** begin Excerpted text **
Clarke said he’s “cautiously optimistic” Metro will get needed funds. But the budget proposal released this week must reflect the money Metro has, not what he’s hoping for, he said.

The system’s funding also hinges on upcoming legislative and budget sessions in D.C., Maryland, and Virginia, which won’t wrap up until the spring. Timing will be tricky; by law, Metro needs an approved and balanced budget by April for the 2025 fiscal year, which begins July 1, 2024.

Dire economic consequences

Under the budget proposal, Metro is proposing the closure of 10 Metrorail stations, reduced frequency across rail and bus lines, earlier station closing times, and the elimination of nearly half of the system’s bus routes. These changes would go into effect July 1.

WMATA officials said they haven’t yet identified which Metro stations would be closed, but say they would opt for those with lower ridership and avoid shutting adjacent stations.

All trains would stop running at 10 p.m. daily; currently, Metro service runs until midnight Sundays through Thursdays and 1 a.m. Fridays and Saturdays. Trains would run every 15 minutes on weekdays and every 20 minutes on weekends. (Currently, wait times are about six minutes or shorter for 81% of trips — the reduced frequency would mean only about 10% of trips would meet that standard.)

There would also be “turnbacks” on the Red and Silver Lines, shortening both routes. On the Red Line, one train would run the entire route from Glenmont to Shady Grove, followed by a train running part of the route, from Grosvenor-Strathmore to Silver Spring. Stations excluded from that shorter route would be the end stations Glenmont and Shady Grove, as well as Rockville, North Bethesda, Wheaton, Twinbrook, and Forest Glen.

On the Silver Line, all trains would stop running at Stadium-Armory, and riders going to subsequent stations (Benning Rd to Downtown Largo) would need to change to the Blue Line.

Metrobus riders are likely to feel the biggest impact. Sixty-seven of its 135 lines – nearly half – will be completely eliminated. Of the surviving lines, 41 will have reduced service. Service will be cut back by about a third each in D.C., Maryland, and Virginia. Nearly anyone who uses the bus will feel the effects, officials said, with less frequent or no service on routes.

In addition to longer wait times, fewer routes, and more crowded buses and trains, Metro’s chief warned cutbacks would lead to dire economic consequences for the region. He noted that hundreds of thousands of D.C. area residents rely on WMATA to get to work, attend late night events like sports games, and to get around the region more generally.

Many public school students in D.C. also rely on public transportation because they don’t live within walking distance of their schools and the District doesn’t provide school buses. Clarke said service cuts would make getting to school more difficult just as D.C. schools are trying to recover from high chronic absenteeism and truancy rates in recent years.

Paying more for less 

In addition to cuts, fares would also increase across the board. Clarke noted that customers will be paying more for lower quality service.

Fares would go up by 20% on both Metrorail and buses. Currently, riders pay $2 to $6 to ride the train on weekdays, with a base of $2 and an additional $0.40 per mile after an initial three miles. On weekends and late nights, riders pay $2. Reduced fares – for seniors and people with disabilities – range from $1 to $3 on weekdays and are a dollar per trip on weekends and late nights.
** end Excerpted text **
* [Short problem]:
Starting at "All trains would stop running at 10" and stopping after "and Forest Glen.", write out the Metro text again, renaming "turnbacks" to "short turns". The listing after this isn't needed.
** begin Records provided **
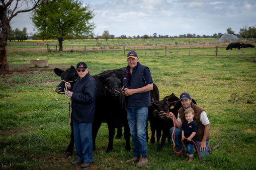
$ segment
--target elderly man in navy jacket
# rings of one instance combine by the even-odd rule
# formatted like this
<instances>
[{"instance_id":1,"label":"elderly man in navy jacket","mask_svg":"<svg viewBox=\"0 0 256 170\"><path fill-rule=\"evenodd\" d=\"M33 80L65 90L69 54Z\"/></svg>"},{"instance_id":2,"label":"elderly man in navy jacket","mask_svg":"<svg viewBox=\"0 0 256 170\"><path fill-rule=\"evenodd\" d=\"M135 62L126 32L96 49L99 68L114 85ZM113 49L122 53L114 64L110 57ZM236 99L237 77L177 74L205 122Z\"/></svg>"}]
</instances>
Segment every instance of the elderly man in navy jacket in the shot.
<instances>
[{"instance_id":1,"label":"elderly man in navy jacket","mask_svg":"<svg viewBox=\"0 0 256 170\"><path fill-rule=\"evenodd\" d=\"M153 89L153 80L149 69L140 64L135 51L128 53L127 59L128 65L123 74L123 83L125 88L127 119L134 149L134 157L126 162L138 161L136 166L141 167L148 163L145 127L148 107L151 105L150 90Z\"/></svg>"},{"instance_id":2,"label":"elderly man in navy jacket","mask_svg":"<svg viewBox=\"0 0 256 170\"><path fill-rule=\"evenodd\" d=\"M86 63L78 63L76 71L79 77L74 85L71 87L69 83L66 83L67 87L70 89L68 95L72 100L71 120L74 125L75 149L78 157L72 164L81 164L81 167L84 168L89 167L94 160L92 128L97 84L90 75Z\"/></svg>"}]
</instances>

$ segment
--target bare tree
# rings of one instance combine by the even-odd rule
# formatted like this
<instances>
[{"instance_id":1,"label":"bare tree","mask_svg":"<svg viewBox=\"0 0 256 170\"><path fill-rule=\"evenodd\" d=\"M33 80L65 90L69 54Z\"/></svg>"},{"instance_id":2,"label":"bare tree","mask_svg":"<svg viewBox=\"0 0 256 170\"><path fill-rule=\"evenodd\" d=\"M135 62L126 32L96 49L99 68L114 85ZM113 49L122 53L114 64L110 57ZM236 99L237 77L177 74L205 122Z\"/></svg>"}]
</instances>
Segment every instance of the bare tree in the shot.
<instances>
[{"instance_id":1,"label":"bare tree","mask_svg":"<svg viewBox=\"0 0 256 170\"><path fill-rule=\"evenodd\" d=\"M38 7L56 0L0 0L0 71L13 70L7 59L10 22L19 13L32 11ZM22 7L25 7L25 9Z\"/></svg>"}]
</instances>

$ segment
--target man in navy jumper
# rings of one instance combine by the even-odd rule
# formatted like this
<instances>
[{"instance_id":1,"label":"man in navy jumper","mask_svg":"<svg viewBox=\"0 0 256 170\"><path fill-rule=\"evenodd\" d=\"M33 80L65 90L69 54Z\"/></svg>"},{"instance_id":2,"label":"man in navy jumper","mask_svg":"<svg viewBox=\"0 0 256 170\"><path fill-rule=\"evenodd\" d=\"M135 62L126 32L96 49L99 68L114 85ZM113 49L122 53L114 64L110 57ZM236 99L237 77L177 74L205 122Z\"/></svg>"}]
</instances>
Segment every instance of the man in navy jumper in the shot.
<instances>
[{"instance_id":1,"label":"man in navy jumper","mask_svg":"<svg viewBox=\"0 0 256 170\"><path fill-rule=\"evenodd\" d=\"M147 159L146 124L148 107L151 105L150 90L153 80L148 67L141 65L137 53L131 51L127 54L128 65L123 74L123 83L127 100L127 119L132 142L134 157L127 162L137 162L141 167L148 163Z\"/></svg>"},{"instance_id":2,"label":"man in navy jumper","mask_svg":"<svg viewBox=\"0 0 256 170\"><path fill-rule=\"evenodd\" d=\"M89 71L87 64L76 65L78 77L73 86L66 83L68 96L72 99L71 120L74 125L74 137L77 161L72 162L81 167L89 167L94 162L92 129L94 120L97 84Z\"/></svg>"}]
</instances>

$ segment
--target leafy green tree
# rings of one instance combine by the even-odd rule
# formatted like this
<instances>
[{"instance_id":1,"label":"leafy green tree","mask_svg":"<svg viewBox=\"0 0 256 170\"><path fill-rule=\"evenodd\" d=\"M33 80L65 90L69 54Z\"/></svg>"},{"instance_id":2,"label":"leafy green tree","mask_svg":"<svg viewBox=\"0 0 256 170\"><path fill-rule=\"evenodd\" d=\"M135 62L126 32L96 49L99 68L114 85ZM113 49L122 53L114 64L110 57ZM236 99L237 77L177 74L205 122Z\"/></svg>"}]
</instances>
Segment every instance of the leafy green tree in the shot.
<instances>
[{"instance_id":1,"label":"leafy green tree","mask_svg":"<svg viewBox=\"0 0 256 170\"><path fill-rule=\"evenodd\" d=\"M218 33L218 37L219 37L219 38L221 38L221 36L222 36L222 35L223 35L223 34L221 33Z\"/></svg>"},{"instance_id":2,"label":"leafy green tree","mask_svg":"<svg viewBox=\"0 0 256 170\"><path fill-rule=\"evenodd\" d=\"M42 39L57 39L62 51L65 39L90 37L95 28L90 20L94 16L90 6L78 0L57 0L50 6L42 5L34 10L31 18L38 36Z\"/></svg>"},{"instance_id":3,"label":"leafy green tree","mask_svg":"<svg viewBox=\"0 0 256 170\"><path fill-rule=\"evenodd\" d=\"M156 34L156 33L153 34L153 38L154 39L156 39L157 38L157 37L156 37L157 35L157 34Z\"/></svg>"},{"instance_id":4,"label":"leafy green tree","mask_svg":"<svg viewBox=\"0 0 256 170\"><path fill-rule=\"evenodd\" d=\"M102 34L102 38L105 39L106 41L108 41L110 37L110 35L109 34L109 32L108 30L104 31L103 34Z\"/></svg>"},{"instance_id":5,"label":"leafy green tree","mask_svg":"<svg viewBox=\"0 0 256 170\"><path fill-rule=\"evenodd\" d=\"M11 30L10 22L19 13L31 11L43 4L56 0L1 0L0 1L0 71L13 70L7 59L8 37ZM21 8L25 5L26 8Z\"/></svg>"},{"instance_id":6,"label":"leafy green tree","mask_svg":"<svg viewBox=\"0 0 256 170\"><path fill-rule=\"evenodd\" d=\"M228 28L227 29L227 34L234 34L235 32L232 31L231 28Z\"/></svg>"},{"instance_id":7,"label":"leafy green tree","mask_svg":"<svg viewBox=\"0 0 256 170\"><path fill-rule=\"evenodd\" d=\"M243 38L256 38L256 26L249 27L248 29L247 26L243 27L240 29L239 32L240 36Z\"/></svg>"}]
</instances>

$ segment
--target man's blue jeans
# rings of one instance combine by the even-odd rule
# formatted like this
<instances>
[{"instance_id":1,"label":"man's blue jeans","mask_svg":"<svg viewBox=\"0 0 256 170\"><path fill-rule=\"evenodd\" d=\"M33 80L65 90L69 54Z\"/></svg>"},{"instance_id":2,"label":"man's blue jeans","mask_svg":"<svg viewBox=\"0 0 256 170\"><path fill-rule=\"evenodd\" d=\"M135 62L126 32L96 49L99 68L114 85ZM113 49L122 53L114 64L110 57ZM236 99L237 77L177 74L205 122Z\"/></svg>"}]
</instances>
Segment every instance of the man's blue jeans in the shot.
** end Records provided **
* [Response]:
All trains would stop running at 10 p.m. daily; currently, Metro service runs until midnight Sundays through Thursdays and 1 a.m. Fridays and Saturdays. Trains would run every 15 minutes on weekdays and every 20 minutes on weekends. (Currently, wait times are about six minutes or shorter for 81% of trips — the reduced frequency would mean only about 10% of trips would meet that standard.)

There would also be “short turns” on the Red and Silver Lines, shortening both routes. On the Red Line, one train would run the entire route from Glenmont to Shady Grove, followed by a train running part of the route, from Grosvenor-Strathmore to Silver Spring. Stations excluded from that shorter route would be the end stations Glenmont and Shady Grove, as well as Rockville, North Bethesda, Wheaton, Twinbrook, and Forest Glen.